Dataset excerpts
·····

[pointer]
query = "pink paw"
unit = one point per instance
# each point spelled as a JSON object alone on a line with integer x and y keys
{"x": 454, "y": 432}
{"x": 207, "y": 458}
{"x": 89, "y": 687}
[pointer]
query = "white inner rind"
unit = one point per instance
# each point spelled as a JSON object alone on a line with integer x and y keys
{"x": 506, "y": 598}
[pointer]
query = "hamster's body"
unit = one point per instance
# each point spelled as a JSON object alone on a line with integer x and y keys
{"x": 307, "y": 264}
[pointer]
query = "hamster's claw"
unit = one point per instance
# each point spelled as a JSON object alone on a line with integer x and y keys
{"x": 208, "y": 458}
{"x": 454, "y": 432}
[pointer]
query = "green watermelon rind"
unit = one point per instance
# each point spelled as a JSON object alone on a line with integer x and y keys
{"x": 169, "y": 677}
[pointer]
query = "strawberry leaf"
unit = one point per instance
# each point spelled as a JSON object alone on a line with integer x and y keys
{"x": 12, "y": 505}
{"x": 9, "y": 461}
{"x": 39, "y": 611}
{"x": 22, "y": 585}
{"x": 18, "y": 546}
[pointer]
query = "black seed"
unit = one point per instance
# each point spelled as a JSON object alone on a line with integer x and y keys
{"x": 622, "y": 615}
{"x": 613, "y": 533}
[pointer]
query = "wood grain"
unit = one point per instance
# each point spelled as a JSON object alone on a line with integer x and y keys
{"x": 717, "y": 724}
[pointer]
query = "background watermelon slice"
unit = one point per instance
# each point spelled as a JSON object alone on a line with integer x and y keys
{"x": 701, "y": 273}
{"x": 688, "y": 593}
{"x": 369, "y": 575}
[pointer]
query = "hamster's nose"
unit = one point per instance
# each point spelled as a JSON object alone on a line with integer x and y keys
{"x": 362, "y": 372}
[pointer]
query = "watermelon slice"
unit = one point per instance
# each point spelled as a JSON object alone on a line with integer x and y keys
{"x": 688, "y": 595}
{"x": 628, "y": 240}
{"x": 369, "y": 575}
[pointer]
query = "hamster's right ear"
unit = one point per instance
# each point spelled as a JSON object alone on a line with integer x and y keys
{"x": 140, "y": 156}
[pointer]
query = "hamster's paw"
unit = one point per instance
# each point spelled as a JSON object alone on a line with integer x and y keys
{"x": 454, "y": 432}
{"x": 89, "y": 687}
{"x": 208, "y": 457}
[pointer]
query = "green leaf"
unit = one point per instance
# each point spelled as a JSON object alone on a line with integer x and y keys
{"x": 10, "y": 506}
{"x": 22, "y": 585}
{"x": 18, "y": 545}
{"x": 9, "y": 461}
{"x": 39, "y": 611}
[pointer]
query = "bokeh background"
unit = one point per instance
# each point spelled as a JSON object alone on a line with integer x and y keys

·····

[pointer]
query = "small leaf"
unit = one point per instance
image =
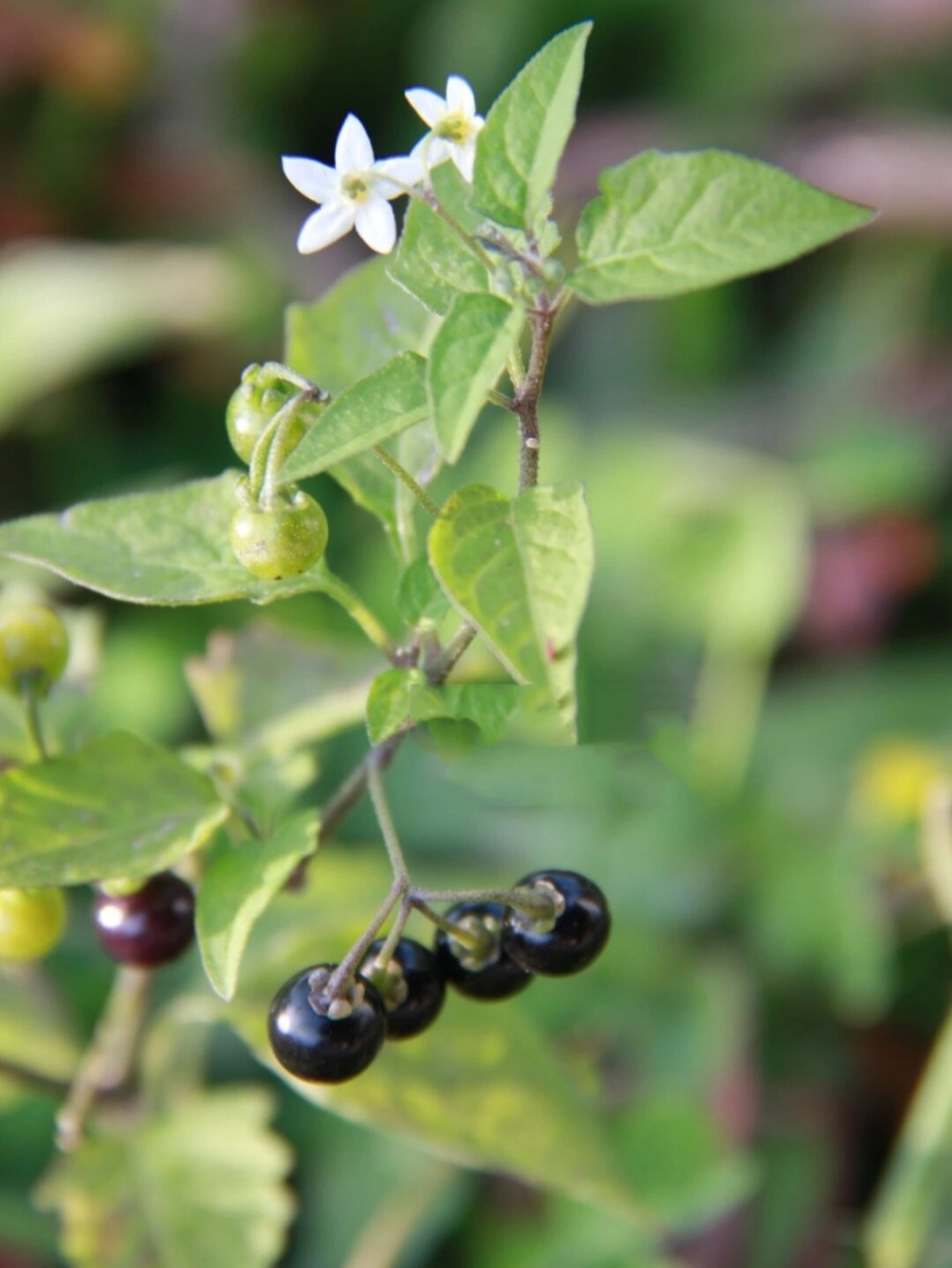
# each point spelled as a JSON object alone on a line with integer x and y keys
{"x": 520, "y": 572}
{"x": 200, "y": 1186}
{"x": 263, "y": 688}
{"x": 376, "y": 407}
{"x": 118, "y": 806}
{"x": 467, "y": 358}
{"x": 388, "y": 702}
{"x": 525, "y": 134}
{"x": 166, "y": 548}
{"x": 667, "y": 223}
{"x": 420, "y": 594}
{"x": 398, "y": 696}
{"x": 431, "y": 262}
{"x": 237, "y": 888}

·····

--- Your task ---
From the records above, return each line where "hamster" occurs.

--- Response for this exercise ---
query = "hamster's body"
query = "hamster's claw"
query = "hamster's nose"
query = "hamster's right ear"
query = "hamster's paw"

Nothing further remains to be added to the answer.